--- AIM ---
Working from the line that contains "the black backpack" down to the last line below, repeat each line exactly.

--- DATA TO PROCESS ---
>> begin

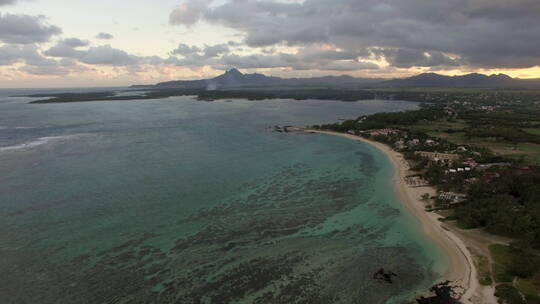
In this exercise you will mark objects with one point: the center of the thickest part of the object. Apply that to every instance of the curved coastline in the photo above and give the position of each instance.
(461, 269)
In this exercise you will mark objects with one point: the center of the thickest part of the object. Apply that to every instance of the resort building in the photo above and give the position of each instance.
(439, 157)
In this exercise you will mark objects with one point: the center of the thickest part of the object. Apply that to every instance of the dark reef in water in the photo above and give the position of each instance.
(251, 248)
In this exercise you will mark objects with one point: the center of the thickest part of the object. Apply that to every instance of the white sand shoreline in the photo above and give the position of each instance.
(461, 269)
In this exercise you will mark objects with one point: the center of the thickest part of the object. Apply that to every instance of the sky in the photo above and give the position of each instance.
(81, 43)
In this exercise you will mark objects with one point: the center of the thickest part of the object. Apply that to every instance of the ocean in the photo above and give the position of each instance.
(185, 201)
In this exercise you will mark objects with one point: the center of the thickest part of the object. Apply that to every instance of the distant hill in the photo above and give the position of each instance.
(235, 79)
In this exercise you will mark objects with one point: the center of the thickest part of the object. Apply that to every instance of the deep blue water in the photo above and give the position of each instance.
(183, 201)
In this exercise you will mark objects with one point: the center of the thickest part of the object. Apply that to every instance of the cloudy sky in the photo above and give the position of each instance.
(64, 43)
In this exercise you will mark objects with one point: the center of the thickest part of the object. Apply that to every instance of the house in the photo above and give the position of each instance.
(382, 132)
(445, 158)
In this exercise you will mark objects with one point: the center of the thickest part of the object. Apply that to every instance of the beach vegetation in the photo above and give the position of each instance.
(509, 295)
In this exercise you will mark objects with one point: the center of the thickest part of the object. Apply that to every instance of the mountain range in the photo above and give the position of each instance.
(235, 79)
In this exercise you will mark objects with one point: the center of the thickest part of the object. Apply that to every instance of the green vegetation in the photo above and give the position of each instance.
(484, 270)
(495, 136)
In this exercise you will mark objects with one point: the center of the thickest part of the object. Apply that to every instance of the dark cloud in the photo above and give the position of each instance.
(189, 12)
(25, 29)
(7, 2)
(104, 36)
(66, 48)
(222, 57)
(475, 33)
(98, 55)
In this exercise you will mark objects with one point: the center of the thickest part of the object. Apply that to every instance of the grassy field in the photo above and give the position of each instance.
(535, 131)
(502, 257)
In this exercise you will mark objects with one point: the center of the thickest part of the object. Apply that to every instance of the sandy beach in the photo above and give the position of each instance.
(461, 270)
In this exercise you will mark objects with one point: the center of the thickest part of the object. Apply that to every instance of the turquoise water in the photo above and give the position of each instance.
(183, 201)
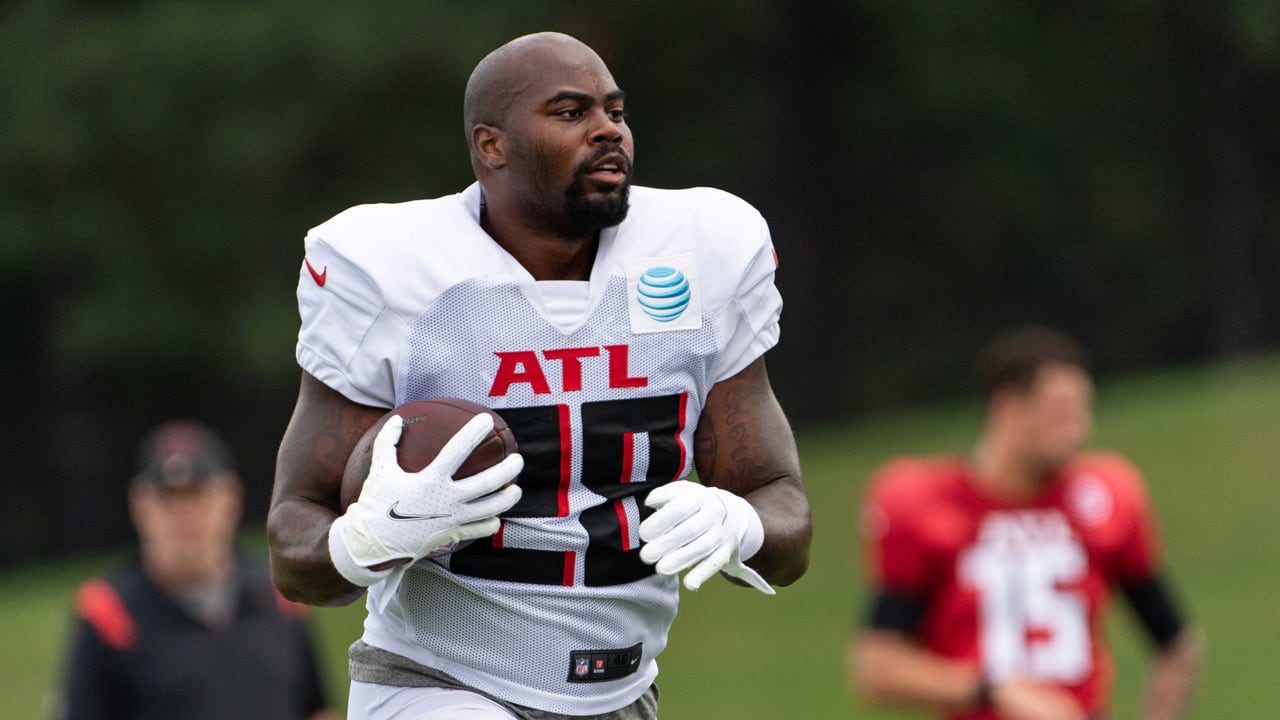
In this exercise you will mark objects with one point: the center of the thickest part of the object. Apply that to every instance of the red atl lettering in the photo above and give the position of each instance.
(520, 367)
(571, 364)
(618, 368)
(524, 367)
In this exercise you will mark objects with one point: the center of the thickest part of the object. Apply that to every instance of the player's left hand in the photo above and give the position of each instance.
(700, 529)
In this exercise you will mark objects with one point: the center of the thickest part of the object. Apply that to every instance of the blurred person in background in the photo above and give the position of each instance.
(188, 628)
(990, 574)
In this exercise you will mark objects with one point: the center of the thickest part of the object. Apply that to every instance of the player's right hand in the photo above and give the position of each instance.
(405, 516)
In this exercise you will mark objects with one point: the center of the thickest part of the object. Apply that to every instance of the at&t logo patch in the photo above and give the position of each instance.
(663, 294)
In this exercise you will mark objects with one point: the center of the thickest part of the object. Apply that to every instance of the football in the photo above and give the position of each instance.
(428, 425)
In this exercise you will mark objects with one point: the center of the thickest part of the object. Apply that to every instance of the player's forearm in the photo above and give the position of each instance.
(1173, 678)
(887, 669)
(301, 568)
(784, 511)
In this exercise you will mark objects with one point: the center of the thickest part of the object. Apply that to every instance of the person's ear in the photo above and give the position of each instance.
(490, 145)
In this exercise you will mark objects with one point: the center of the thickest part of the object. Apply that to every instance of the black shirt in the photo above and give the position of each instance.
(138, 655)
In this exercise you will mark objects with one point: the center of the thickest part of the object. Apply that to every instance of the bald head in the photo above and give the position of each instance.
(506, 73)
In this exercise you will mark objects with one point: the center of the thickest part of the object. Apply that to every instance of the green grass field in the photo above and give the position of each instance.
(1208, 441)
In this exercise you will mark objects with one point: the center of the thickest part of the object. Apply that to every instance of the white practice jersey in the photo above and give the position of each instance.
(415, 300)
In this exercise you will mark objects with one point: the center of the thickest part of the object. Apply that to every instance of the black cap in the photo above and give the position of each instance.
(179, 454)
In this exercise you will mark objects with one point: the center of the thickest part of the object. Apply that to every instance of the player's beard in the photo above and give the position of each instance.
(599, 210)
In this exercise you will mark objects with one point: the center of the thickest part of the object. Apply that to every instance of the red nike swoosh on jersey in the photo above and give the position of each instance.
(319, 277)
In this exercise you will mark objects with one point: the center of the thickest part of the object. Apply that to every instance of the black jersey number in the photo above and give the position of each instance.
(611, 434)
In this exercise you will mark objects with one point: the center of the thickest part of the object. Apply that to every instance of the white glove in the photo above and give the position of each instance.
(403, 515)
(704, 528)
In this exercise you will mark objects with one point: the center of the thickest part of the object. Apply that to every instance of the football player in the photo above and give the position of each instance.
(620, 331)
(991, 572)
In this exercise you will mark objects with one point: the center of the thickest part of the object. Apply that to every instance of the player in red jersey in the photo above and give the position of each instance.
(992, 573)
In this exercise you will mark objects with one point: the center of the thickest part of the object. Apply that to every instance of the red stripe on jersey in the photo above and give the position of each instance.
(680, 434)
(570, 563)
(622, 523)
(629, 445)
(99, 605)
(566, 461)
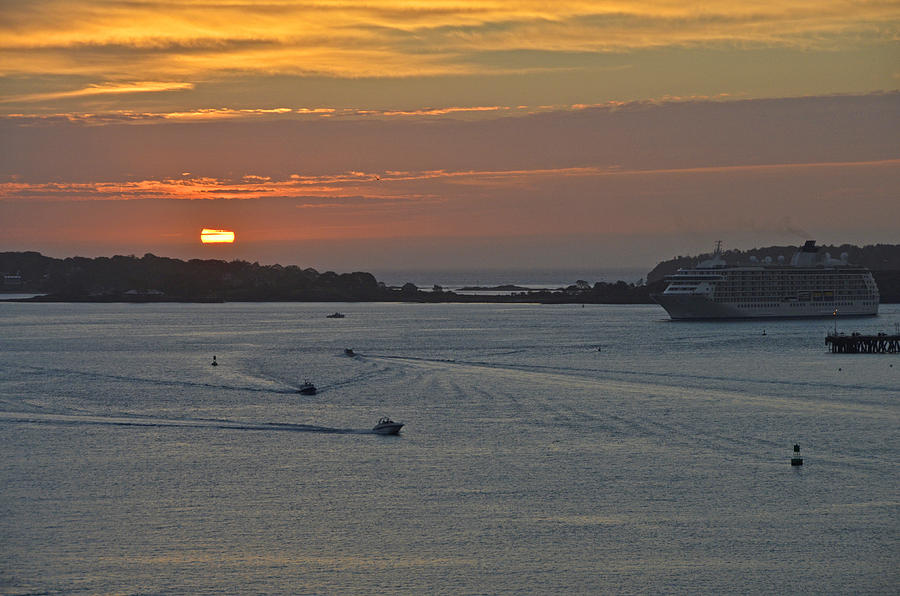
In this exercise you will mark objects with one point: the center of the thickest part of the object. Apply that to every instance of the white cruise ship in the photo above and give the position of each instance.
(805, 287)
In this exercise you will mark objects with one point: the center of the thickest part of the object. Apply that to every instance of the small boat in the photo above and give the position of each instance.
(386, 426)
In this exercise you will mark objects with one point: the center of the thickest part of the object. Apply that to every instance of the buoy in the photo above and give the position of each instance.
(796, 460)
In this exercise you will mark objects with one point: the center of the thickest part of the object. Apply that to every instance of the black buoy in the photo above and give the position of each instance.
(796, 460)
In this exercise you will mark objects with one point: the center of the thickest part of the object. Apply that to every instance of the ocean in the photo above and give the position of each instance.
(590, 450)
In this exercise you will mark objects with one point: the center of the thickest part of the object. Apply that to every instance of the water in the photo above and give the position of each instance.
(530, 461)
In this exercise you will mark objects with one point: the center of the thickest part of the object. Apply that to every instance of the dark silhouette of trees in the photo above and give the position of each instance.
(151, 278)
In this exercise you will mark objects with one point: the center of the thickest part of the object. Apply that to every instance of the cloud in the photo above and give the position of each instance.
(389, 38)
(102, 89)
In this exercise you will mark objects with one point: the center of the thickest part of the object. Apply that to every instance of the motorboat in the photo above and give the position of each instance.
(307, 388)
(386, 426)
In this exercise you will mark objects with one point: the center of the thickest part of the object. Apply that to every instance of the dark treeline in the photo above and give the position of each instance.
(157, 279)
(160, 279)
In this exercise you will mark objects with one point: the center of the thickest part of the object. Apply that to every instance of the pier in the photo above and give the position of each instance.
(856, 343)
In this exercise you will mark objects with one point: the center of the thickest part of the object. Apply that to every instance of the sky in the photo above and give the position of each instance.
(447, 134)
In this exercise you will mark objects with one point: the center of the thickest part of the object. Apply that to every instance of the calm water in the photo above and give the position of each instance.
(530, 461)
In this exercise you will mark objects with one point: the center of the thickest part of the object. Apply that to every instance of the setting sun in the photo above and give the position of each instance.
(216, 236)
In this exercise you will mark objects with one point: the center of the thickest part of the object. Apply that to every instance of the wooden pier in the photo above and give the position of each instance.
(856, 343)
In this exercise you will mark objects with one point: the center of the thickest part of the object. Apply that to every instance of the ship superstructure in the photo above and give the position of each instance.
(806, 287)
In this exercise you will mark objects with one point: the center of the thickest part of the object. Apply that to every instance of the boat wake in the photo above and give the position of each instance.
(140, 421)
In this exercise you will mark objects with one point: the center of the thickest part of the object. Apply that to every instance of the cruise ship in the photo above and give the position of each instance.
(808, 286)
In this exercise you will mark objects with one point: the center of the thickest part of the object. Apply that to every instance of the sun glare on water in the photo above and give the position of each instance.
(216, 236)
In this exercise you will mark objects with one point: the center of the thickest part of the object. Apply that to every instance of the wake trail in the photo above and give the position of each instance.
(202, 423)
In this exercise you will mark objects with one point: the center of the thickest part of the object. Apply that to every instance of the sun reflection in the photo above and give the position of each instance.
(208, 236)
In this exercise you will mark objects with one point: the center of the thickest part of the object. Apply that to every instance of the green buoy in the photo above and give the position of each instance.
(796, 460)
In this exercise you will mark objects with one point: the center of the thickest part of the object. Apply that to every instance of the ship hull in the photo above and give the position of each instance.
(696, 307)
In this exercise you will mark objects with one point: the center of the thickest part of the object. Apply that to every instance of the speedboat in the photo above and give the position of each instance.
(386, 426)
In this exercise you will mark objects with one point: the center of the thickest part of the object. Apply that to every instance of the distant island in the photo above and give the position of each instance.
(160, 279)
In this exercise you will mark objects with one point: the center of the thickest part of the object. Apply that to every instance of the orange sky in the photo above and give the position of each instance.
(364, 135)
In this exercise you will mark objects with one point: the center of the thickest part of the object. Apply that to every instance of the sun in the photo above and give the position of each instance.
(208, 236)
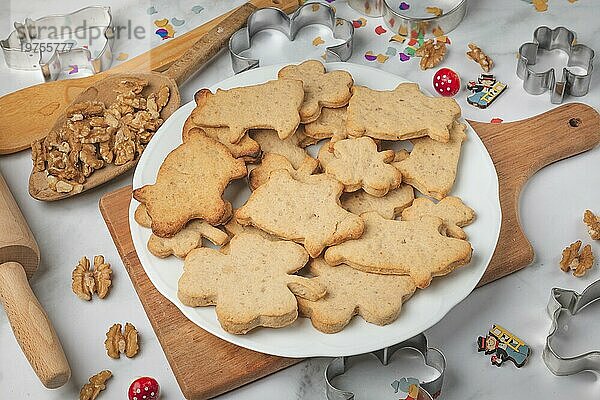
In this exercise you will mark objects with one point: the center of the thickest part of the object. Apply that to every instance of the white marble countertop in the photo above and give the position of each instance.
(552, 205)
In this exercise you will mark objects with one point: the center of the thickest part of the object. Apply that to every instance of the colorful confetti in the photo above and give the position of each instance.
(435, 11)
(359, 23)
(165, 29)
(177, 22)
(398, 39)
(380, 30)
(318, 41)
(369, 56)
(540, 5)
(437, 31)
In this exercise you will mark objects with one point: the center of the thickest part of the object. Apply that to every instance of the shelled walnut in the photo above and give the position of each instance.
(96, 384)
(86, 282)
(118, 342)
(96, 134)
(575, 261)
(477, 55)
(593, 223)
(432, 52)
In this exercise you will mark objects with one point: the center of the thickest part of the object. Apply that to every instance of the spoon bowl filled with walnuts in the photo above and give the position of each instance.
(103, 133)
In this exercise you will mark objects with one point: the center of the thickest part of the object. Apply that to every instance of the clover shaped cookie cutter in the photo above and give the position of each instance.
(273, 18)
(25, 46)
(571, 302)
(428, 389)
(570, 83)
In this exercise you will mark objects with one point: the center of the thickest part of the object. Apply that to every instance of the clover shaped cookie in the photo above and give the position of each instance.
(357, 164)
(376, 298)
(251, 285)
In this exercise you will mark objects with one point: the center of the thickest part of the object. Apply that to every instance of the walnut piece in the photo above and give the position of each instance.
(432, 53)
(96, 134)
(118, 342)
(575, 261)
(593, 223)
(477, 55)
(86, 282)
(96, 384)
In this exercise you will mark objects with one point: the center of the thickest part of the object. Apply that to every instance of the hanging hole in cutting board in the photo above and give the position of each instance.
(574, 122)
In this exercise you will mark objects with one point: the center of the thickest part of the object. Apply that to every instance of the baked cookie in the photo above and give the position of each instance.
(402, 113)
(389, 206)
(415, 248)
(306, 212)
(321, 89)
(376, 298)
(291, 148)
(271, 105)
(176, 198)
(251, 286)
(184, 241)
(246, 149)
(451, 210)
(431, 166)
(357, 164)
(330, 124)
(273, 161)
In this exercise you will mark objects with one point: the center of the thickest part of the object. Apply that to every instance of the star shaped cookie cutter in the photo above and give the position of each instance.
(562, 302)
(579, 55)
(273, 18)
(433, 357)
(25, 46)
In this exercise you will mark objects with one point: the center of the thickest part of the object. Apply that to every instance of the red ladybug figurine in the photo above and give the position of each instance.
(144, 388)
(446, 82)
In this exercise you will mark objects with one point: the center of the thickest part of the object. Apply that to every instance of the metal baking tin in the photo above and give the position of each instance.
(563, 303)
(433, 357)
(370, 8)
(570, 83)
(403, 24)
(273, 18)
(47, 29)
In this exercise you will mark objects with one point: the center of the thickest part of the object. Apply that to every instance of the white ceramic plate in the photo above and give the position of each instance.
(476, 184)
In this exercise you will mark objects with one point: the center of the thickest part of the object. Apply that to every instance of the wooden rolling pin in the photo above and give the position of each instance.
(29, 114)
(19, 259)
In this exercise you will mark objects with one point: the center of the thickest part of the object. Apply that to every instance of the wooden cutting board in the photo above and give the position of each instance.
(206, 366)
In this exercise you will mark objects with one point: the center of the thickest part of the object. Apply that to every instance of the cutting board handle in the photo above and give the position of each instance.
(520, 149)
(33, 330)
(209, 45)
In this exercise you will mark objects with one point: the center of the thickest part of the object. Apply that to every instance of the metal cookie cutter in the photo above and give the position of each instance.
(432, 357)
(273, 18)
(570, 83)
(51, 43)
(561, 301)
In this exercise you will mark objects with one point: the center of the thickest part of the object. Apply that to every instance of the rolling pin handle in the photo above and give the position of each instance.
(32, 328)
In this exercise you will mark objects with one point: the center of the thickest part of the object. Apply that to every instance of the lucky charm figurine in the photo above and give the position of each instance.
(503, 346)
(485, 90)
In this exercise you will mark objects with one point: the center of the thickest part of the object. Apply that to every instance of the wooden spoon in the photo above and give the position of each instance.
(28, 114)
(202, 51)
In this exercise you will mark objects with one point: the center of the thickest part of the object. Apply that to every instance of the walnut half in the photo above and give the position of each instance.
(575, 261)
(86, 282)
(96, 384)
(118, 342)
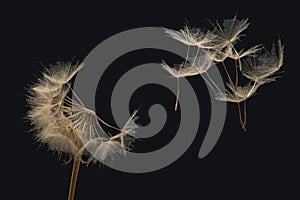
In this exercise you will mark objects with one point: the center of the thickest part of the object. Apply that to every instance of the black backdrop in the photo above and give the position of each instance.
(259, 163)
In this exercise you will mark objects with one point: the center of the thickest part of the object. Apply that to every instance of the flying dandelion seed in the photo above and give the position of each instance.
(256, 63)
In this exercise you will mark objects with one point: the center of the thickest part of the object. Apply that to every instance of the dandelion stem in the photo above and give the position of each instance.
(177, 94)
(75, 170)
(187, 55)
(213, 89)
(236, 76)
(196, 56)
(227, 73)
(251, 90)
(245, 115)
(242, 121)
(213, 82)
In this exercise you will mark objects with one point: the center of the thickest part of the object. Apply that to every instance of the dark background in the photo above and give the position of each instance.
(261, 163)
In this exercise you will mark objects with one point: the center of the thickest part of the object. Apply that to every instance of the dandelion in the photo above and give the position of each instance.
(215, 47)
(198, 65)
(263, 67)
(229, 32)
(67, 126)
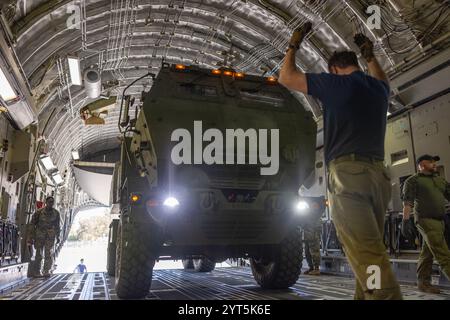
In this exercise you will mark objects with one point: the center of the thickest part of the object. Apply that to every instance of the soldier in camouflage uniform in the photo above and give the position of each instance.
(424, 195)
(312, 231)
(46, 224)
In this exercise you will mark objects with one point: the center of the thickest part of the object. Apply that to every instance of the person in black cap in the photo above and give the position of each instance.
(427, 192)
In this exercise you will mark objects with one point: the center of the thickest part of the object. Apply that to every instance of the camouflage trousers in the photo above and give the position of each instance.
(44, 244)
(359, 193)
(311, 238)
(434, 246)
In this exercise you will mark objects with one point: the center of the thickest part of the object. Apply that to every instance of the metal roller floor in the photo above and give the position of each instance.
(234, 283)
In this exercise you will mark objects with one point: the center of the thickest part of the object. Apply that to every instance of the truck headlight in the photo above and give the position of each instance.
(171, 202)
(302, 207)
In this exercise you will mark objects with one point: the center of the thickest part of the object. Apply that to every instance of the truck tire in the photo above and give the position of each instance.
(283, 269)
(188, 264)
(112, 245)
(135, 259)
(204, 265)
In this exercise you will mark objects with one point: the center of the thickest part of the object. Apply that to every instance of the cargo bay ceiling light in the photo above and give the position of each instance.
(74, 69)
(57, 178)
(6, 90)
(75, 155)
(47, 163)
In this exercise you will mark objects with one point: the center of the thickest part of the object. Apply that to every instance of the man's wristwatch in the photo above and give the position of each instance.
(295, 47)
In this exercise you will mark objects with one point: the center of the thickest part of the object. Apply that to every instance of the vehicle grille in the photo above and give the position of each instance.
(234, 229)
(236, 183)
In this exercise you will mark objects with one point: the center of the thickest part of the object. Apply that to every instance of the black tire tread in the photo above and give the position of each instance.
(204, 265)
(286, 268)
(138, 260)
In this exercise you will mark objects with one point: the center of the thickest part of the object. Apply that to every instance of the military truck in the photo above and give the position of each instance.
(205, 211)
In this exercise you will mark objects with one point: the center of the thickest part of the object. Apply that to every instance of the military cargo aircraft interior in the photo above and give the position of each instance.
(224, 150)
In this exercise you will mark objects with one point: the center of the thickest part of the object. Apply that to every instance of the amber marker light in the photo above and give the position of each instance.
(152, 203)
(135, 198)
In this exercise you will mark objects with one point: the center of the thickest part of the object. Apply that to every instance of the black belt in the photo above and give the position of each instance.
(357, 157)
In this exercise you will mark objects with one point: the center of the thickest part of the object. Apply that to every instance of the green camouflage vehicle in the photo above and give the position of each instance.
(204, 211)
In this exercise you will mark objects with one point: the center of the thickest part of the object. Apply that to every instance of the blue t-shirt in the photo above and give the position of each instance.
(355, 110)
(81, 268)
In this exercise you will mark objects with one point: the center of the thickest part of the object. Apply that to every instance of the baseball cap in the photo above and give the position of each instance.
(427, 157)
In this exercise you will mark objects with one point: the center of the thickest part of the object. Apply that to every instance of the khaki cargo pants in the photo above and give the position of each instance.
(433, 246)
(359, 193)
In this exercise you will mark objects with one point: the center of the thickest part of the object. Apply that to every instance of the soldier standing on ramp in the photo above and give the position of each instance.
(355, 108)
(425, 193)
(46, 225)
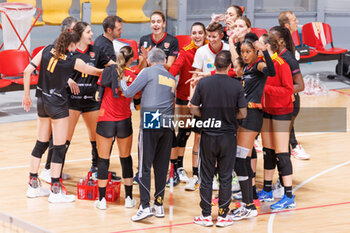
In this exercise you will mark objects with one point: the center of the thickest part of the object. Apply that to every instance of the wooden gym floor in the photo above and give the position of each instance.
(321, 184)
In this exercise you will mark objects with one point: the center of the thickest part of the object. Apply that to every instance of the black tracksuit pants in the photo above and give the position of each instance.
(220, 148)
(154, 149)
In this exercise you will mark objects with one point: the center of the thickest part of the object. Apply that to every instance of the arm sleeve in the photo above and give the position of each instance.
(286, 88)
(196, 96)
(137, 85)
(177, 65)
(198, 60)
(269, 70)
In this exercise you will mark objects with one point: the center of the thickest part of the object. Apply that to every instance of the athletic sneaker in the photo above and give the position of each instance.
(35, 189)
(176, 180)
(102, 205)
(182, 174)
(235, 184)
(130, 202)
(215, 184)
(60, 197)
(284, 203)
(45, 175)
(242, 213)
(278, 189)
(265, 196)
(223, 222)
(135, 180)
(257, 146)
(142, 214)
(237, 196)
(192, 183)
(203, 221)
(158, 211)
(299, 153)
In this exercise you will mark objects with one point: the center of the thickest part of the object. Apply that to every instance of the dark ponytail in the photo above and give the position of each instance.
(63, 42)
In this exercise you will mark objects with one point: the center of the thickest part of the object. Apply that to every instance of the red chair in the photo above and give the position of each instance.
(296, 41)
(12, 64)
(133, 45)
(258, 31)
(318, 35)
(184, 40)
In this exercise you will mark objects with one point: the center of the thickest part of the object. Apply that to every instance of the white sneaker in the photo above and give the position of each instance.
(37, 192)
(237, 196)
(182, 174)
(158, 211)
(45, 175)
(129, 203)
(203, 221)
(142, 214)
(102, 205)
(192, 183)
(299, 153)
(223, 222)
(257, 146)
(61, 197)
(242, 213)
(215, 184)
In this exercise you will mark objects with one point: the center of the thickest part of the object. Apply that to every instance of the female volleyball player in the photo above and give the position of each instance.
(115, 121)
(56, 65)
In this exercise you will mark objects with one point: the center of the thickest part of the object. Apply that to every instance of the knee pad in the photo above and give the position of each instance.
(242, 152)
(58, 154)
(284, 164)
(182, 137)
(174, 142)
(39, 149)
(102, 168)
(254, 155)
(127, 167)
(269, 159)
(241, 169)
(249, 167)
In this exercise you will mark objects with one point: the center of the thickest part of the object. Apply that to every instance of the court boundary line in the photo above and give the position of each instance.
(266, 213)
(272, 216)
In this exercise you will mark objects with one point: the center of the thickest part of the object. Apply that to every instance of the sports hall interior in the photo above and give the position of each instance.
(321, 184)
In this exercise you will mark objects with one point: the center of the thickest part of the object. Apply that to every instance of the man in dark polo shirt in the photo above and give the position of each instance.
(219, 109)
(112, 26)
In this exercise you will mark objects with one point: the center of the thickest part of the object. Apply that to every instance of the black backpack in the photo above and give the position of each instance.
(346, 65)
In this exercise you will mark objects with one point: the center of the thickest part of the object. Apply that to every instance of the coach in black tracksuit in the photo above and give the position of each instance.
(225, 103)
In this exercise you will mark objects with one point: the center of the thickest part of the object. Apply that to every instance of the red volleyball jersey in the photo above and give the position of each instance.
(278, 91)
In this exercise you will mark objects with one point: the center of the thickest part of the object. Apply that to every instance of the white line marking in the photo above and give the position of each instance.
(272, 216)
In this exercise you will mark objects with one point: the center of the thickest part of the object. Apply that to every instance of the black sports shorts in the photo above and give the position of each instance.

>> end

--- WRITTEN SOLUTION ---
In this exercise you will mark objects with one point: the center of the thickest part of the object. Apply that to every instance of the black backpack in the photo above and give the position of each instance.
(346, 65)
In this exercise you will mark objects with one point: the center of the thickest part of the object. Apply that to every instance of the coach in black tracksuit in the photo above and give the position of each instance.
(225, 103)
In this exercise you will mark objects with one point: the center of the thickest part of the object. Apply that to every instance of the red volleyball jersey in the photo above and give the position of each instance.
(278, 91)
In this exercise you will mark objects with one point: the center of the thickest part of the object. Apply that to every instance of the white line marking in the photo above and give the position of each instance.
(272, 216)
In this exercise you will mark objects with one point: the center of the thickest part of the object. Apply that to every instance of the black sports shorts in the photo above and give the position of each instance.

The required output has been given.